*** Extracted information ***
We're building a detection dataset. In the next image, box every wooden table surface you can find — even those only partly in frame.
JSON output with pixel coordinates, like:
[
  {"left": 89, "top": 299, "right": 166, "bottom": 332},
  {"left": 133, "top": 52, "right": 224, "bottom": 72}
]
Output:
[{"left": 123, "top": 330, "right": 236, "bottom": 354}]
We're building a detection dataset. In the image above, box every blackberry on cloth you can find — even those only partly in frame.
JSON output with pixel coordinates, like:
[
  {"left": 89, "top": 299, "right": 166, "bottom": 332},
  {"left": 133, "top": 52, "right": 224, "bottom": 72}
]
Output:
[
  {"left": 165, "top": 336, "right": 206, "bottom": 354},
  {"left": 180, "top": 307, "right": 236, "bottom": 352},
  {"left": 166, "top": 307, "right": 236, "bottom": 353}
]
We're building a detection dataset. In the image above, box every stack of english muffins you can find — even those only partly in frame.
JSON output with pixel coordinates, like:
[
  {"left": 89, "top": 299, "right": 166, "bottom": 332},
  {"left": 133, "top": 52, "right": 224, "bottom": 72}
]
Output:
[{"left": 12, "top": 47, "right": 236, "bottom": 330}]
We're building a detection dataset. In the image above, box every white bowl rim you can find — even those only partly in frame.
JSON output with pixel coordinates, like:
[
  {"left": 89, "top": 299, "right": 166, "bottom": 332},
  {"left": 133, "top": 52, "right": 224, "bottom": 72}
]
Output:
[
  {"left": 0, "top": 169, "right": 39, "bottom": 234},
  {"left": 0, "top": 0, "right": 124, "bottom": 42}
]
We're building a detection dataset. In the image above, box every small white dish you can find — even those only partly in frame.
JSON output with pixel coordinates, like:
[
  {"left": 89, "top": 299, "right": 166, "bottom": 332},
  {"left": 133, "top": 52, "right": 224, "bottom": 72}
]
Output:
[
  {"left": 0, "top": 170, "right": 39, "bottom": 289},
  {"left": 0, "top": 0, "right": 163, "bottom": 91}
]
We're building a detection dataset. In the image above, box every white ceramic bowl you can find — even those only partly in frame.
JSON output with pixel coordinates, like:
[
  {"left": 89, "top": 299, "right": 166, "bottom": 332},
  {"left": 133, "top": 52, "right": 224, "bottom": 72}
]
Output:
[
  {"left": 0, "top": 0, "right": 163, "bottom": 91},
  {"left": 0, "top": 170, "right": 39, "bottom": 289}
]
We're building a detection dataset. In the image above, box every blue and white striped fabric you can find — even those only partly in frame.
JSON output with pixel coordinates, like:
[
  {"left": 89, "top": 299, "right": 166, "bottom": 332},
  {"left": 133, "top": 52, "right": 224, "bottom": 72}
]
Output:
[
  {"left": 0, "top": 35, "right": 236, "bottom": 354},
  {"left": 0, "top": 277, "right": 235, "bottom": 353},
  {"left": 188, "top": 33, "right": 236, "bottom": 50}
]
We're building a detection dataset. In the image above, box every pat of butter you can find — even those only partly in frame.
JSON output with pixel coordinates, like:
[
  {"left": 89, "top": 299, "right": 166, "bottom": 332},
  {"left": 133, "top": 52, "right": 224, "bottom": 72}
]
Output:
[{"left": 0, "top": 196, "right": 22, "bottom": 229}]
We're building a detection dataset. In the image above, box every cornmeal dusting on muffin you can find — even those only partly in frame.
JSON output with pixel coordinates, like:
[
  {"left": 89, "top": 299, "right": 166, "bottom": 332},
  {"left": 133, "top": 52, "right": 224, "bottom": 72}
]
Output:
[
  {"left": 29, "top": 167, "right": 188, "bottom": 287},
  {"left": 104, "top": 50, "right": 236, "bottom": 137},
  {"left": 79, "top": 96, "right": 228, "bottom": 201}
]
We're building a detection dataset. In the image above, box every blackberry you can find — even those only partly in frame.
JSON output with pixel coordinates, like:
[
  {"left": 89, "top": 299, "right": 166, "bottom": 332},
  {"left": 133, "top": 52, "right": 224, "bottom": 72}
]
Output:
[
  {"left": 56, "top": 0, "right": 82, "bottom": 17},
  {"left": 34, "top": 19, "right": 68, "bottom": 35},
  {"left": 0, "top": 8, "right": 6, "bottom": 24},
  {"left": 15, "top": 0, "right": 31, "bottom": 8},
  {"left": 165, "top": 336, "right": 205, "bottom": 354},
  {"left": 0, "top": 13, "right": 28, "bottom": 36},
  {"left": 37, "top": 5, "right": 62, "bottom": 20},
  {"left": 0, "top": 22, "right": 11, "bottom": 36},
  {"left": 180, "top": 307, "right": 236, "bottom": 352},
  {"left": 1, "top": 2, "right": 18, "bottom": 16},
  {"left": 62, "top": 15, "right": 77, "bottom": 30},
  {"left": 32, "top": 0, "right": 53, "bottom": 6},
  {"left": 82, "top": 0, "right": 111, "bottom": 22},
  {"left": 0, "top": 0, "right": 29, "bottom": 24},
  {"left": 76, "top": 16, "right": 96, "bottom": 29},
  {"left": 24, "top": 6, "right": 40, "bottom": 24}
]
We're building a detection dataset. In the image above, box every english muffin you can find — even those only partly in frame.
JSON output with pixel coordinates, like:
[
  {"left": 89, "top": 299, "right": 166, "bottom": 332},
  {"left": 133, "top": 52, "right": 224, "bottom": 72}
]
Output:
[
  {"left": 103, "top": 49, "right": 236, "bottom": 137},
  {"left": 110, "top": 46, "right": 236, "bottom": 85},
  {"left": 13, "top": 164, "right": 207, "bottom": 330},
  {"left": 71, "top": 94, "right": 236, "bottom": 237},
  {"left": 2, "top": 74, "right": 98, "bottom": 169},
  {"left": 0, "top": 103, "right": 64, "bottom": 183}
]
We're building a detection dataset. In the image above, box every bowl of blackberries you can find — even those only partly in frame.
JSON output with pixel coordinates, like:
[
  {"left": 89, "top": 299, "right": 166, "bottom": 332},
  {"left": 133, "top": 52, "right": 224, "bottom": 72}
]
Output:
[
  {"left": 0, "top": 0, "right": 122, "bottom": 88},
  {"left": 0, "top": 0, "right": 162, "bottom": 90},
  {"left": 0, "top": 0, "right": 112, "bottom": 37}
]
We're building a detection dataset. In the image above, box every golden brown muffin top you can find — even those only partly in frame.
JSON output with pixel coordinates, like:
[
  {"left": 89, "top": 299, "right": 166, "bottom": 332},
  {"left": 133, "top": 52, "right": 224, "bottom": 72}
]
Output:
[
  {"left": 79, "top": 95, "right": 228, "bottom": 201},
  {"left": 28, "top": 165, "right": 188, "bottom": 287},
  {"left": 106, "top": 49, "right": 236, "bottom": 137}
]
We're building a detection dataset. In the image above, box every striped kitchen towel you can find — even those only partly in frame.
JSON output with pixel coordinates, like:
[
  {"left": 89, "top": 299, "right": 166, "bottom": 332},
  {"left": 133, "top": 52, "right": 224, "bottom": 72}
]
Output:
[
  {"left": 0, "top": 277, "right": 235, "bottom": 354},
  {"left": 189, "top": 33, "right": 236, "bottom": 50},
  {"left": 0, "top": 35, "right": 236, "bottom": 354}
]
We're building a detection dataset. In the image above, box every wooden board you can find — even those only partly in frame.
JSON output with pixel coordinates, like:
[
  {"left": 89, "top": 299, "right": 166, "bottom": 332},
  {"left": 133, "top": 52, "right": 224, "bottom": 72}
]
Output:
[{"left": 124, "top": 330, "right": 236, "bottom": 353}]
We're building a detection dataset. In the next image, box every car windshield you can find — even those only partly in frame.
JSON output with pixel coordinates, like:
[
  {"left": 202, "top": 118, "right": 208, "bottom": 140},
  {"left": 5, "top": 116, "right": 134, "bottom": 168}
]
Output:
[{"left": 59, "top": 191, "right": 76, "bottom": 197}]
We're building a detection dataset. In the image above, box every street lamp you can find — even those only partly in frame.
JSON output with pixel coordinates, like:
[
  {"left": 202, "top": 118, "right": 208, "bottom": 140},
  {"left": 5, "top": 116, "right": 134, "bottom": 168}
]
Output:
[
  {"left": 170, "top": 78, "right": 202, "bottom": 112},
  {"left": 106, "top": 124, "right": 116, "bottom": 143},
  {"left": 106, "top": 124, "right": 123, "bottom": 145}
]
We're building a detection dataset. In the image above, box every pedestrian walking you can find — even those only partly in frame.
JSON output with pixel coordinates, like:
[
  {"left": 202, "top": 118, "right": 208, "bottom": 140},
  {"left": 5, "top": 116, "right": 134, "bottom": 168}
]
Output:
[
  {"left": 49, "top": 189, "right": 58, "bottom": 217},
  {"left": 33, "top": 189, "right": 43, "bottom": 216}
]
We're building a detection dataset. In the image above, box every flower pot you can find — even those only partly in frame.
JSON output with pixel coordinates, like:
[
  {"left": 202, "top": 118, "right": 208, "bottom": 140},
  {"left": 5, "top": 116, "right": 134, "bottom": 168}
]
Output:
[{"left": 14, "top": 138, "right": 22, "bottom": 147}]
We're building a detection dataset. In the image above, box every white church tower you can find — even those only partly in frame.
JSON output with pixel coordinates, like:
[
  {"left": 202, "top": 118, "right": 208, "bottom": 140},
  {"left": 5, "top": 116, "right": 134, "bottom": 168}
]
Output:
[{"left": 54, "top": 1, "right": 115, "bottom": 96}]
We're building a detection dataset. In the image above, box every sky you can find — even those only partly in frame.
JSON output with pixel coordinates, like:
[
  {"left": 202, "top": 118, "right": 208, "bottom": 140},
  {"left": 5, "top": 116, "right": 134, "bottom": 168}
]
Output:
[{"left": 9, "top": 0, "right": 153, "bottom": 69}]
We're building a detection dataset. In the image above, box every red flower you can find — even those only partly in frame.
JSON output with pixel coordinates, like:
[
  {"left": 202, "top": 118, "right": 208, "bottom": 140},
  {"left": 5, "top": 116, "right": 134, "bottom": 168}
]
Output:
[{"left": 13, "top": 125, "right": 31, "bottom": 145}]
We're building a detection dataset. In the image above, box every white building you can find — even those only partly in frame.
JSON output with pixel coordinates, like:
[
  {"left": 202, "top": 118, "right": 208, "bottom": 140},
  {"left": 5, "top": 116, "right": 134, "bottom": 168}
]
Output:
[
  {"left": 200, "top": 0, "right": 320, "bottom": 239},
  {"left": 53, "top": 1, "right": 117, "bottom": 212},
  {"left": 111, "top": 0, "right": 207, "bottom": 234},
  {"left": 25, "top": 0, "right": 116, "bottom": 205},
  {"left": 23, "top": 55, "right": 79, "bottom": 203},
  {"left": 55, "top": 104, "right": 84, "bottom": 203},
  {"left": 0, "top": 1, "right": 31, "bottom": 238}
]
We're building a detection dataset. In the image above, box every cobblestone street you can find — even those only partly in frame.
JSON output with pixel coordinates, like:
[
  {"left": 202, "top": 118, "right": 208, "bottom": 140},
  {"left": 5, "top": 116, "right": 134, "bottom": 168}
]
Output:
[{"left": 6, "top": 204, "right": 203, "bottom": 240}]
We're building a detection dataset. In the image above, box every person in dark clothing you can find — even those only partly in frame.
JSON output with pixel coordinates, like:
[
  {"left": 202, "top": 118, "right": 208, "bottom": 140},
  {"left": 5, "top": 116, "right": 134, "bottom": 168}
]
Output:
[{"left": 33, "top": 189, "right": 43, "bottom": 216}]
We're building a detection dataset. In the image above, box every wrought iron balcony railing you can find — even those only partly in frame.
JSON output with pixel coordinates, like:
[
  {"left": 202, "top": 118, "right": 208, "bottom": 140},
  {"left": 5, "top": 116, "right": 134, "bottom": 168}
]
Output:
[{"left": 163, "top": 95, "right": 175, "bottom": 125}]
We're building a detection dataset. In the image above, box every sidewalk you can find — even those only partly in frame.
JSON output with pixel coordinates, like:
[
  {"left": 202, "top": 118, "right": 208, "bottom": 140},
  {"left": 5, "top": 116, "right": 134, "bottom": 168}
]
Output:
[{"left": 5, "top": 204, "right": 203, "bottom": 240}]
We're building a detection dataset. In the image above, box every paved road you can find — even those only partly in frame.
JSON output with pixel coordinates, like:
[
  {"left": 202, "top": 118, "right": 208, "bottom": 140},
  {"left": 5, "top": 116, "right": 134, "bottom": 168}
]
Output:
*** End of Extracted information ***
Try it>
From the entries, copy every line in which the string "white" can be found.

Solution to the problem>
We're building a detection dataset. In the image above, box every white bowl rim you can find — even those only partly in frame.
We're building a detection dataset. In the image above, box every small white dish you can find — even those only partly in frame.
We're building a detection dataset. In the image above, box every white ceramic bowl you can find — even those only partly in frame.
We're building a detection dataset. In the image above, box every blue and white striped fabric you can find — even those only partly in frame.
We're building a detection dataset. In the image above, box every white church tower you can find — even those only partly in frame.
We're building a detection dataset. In the image above, box every white building you can find — even those only partly in frame.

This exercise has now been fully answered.